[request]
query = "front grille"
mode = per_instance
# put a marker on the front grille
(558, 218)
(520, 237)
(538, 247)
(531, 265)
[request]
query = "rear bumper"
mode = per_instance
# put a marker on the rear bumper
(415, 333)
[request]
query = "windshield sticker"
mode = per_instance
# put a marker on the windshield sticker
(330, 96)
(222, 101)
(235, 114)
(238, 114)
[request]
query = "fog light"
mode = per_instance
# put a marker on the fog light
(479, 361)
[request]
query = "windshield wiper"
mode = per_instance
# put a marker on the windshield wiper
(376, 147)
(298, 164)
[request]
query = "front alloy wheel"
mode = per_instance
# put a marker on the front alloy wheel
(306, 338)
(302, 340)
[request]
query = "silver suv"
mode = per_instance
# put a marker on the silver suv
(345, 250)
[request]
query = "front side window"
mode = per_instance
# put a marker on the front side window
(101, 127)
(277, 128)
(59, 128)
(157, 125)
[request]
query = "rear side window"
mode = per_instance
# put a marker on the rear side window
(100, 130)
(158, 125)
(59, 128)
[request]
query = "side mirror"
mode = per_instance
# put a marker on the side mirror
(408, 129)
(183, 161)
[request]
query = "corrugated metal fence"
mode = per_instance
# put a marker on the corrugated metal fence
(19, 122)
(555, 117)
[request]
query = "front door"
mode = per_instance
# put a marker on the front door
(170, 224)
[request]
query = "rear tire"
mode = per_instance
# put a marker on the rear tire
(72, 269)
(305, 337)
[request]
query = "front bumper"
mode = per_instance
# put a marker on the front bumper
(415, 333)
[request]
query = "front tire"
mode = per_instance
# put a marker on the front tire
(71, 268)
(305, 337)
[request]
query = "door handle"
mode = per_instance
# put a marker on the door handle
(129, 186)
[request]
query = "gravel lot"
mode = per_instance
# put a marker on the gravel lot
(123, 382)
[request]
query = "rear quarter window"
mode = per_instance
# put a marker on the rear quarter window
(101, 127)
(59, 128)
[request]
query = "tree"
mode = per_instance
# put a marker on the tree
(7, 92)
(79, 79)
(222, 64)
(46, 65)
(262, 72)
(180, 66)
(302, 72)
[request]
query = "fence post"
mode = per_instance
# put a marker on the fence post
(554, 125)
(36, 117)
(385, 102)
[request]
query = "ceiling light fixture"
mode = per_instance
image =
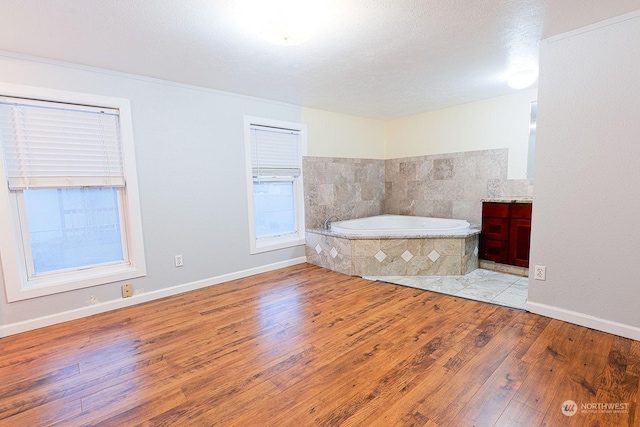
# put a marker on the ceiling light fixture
(523, 79)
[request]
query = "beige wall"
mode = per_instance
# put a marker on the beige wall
(501, 122)
(339, 135)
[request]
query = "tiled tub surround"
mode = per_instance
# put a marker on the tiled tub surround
(441, 186)
(393, 256)
(449, 185)
(345, 188)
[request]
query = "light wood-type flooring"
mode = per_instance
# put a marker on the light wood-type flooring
(305, 346)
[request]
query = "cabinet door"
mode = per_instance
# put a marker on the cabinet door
(495, 228)
(494, 250)
(519, 239)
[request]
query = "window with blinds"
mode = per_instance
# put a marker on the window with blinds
(74, 210)
(49, 145)
(274, 164)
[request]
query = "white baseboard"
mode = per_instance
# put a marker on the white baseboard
(586, 320)
(65, 316)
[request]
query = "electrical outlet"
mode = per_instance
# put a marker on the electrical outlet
(540, 272)
(179, 261)
(127, 290)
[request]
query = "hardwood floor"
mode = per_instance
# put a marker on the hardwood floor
(304, 346)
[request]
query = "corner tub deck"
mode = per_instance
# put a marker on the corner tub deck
(394, 254)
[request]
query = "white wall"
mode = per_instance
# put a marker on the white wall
(586, 227)
(501, 122)
(339, 135)
(190, 161)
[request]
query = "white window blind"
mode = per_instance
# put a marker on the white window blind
(275, 152)
(49, 146)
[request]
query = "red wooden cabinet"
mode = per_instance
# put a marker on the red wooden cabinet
(506, 231)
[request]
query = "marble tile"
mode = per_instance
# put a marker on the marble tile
(480, 285)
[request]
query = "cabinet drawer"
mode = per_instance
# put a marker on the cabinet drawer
(496, 210)
(494, 250)
(521, 210)
(495, 228)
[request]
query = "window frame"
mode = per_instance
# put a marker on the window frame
(13, 250)
(274, 242)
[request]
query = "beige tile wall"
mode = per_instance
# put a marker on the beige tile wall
(445, 185)
(346, 188)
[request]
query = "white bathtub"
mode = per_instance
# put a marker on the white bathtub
(400, 225)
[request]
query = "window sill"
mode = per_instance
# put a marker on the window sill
(65, 282)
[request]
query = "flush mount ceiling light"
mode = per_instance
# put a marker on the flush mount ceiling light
(523, 79)
(286, 22)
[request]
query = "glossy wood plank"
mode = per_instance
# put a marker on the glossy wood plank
(304, 346)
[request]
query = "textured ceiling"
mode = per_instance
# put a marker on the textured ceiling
(372, 58)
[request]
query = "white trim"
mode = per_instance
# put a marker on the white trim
(593, 27)
(264, 245)
(11, 250)
(78, 313)
(585, 320)
(138, 77)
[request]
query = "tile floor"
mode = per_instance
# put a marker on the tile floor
(480, 285)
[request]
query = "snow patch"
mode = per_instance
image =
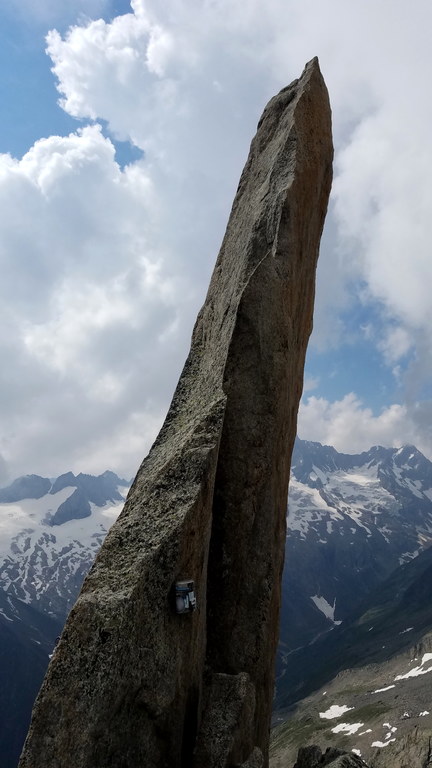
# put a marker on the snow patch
(416, 671)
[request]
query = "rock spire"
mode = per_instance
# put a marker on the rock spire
(132, 682)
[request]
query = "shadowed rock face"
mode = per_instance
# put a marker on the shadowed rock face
(132, 683)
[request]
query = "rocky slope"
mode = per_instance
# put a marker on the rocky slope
(50, 531)
(133, 679)
(366, 687)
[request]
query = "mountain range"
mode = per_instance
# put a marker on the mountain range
(50, 531)
(355, 593)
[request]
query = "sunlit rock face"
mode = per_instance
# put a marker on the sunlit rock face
(132, 682)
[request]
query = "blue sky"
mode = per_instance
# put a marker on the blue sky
(124, 130)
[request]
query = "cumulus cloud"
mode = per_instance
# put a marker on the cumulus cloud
(352, 427)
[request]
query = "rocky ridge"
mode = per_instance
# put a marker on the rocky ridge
(130, 677)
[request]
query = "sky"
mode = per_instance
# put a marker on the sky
(124, 129)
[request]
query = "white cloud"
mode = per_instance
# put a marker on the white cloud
(107, 267)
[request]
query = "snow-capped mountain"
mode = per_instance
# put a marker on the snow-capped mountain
(352, 519)
(365, 686)
(50, 532)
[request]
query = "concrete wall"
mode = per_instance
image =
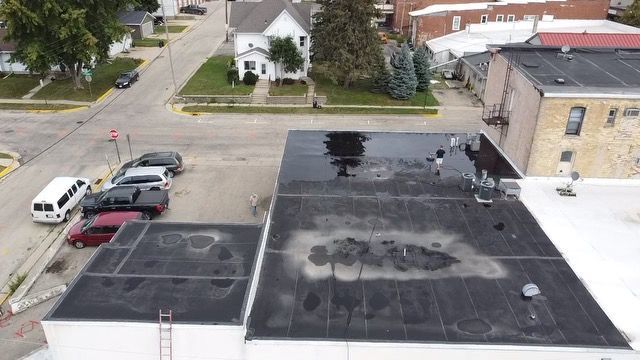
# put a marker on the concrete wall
(523, 102)
(436, 25)
(70, 340)
(599, 151)
(205, 99)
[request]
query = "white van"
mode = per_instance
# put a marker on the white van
(55, 201)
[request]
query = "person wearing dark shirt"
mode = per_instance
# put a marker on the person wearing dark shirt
(440, 157)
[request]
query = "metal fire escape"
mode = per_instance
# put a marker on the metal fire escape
(166, 344)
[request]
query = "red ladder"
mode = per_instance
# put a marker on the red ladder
(166, 349)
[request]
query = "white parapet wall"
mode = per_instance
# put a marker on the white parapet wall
(81, 340)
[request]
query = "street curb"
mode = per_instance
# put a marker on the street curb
(14, 164)
(103, 96)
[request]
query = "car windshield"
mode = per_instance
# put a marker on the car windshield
(87, 224)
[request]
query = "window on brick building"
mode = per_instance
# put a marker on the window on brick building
(576, 116)
(611, 118)
(456, 23)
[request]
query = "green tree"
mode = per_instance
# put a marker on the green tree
(284, 53)
(631, 15)
(421, 65)
(149, 6)
(380, 76)
(344, 40)
(62, 32)
(403, 81)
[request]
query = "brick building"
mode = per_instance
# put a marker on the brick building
(566, 111)
(431, 19)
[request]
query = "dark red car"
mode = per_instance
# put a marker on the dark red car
(100, 228)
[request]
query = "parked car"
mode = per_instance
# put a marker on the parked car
(144, 178)
(126, 198)
(54, 203)
(127, 78)
(100, 228)
(169, 159)
(193, 9)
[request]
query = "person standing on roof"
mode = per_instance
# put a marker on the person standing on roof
(253, 202)
(440, 157)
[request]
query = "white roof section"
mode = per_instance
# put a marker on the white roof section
(57, 186)
(598, 234)
(476, 37)
(438, 8)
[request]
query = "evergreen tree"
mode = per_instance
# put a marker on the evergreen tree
(62, 32)
(631, 15)
(345, 43)
(403, 82)
(380, 76)
(421, 65)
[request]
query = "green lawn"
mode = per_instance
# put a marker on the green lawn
(104, 76)
(359, 94)
(26, 106)
(287, 90)
(159, 29)
(16, 86)
(147, 42)
(211, 79)
(303, 110)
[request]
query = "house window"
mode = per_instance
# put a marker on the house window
(576, 116)
(456, 23)
(632, 112)
(611, 118)
(249, 65)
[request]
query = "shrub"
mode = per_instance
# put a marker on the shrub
(233, 76)
(249, 78)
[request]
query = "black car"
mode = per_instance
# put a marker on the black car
(169, 159)
(127, 78)
(126, 198)
(193, 9)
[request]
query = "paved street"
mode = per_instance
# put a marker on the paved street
(228, 156)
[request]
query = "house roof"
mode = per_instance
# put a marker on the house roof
(606, 72)
(255, 17)
(476, 38)
(256, 49)
(589, 39)
(133, 17)
(6, 45)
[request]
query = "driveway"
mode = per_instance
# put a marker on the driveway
(228, 156)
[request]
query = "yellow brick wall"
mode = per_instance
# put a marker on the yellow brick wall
(600, 151)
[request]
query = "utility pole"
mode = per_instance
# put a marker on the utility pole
(166, 31)
(226, 22)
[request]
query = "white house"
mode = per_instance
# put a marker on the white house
(256, 23)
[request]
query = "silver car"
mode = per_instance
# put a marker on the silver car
(144, 178)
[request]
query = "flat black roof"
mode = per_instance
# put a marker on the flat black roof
(367, 242)
(199, 271)
(584, 70)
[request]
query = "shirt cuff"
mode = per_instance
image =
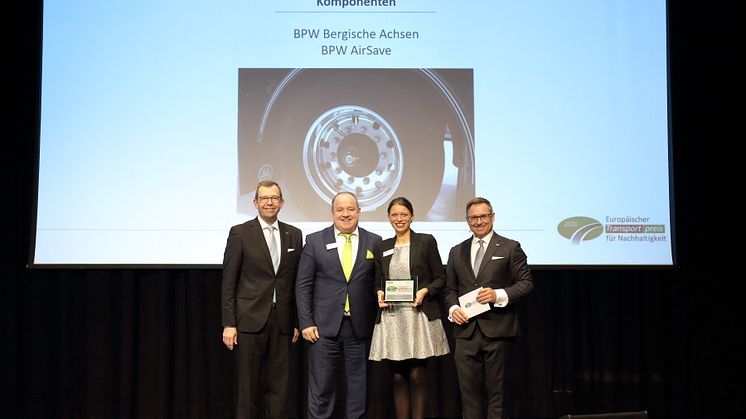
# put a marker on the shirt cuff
(450, 312)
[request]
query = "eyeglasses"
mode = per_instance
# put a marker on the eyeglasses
(483, 218)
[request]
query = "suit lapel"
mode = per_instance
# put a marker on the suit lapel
(284, 243)
(489, 251)
(362, 251)
(466, 257)
(386, 254)
(414, 247)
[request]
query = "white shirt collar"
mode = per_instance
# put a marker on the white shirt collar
(487, 238)
(355, 233)
(264, 224)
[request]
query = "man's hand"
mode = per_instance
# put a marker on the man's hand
(459, 316)
(381, 304)
(230, 337)
(487, 295)
(420, 297)
(311, 334)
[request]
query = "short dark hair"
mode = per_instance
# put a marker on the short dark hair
(476, 201)
(266, 184)
(400, 201)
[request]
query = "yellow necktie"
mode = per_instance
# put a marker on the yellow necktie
(347, 264)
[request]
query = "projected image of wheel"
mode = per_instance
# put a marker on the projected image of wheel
(351, 148)
(377, 133)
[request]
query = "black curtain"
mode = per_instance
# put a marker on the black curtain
(146, 343)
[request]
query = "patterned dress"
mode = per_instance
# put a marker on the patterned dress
(404, 331)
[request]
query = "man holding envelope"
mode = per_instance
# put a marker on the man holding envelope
(486, 275)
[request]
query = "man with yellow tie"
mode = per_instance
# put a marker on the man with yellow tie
(336, 299)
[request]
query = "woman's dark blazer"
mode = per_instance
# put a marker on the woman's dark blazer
(424, 261)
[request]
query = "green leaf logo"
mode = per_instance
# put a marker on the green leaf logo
(578, 229)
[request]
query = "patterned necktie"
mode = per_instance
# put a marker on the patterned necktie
(275, 256)
(273, 252)
(478, 257)
(347, 264)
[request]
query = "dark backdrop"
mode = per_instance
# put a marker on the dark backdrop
(146, 343)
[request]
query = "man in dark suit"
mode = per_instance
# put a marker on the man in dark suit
(499, 267)
(259, 269)
(336, 298)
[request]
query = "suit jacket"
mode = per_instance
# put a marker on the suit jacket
(504, 266)
(424, 262)
(249, 277)
(320, 287)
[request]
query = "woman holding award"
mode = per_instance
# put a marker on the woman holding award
(408, 330)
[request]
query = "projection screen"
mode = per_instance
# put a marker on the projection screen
(159, 118)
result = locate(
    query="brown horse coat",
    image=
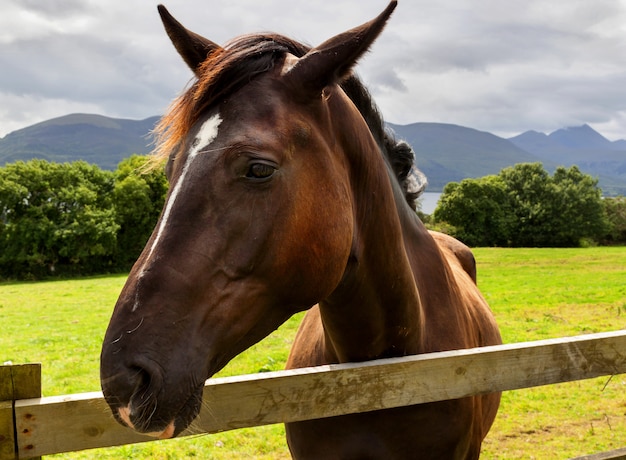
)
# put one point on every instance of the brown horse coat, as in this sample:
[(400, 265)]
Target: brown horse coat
[(285, 193)]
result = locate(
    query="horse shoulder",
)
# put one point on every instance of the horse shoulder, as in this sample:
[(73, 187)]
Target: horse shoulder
[(460, 252), (308, 346)]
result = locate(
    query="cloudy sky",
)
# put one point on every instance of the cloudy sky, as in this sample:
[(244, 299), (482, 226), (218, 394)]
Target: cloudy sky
[(494, 65)]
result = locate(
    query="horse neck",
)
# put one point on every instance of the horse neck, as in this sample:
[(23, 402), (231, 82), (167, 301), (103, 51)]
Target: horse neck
[(375, 312)]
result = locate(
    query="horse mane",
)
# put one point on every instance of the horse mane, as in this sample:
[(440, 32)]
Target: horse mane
[(230, 68)]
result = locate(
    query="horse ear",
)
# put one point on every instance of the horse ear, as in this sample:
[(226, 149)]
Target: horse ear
[(332, 61), (193, 48)]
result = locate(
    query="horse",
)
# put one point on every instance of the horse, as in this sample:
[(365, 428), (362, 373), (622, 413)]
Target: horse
[(288, 195)]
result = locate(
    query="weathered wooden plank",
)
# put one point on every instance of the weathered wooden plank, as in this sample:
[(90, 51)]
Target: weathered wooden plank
[(75, 422), (17, 381), (7, 437), (69, 423), (619, 454)]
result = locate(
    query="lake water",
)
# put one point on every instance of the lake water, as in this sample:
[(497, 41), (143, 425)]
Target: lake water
[(428, 202)]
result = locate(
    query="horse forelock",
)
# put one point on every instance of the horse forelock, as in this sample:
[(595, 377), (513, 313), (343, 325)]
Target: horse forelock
[(230, 68)]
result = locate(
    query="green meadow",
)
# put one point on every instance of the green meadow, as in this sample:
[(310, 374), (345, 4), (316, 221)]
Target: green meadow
[(535, 294)]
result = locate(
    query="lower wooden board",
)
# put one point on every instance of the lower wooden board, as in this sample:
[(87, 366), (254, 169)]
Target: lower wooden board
[(76, 422)]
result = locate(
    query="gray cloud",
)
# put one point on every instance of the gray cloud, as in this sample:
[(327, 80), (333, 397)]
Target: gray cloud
[(503, 67)]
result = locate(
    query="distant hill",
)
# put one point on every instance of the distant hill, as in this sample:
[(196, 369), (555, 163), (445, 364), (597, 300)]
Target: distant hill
[(450, 153), (445, 152), (94, 138), (582, 146)]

· · ·

Count how many lines in the data above contain the string "forelock", treating uppercase and lowercase letters as different. Reply with the number alone.

3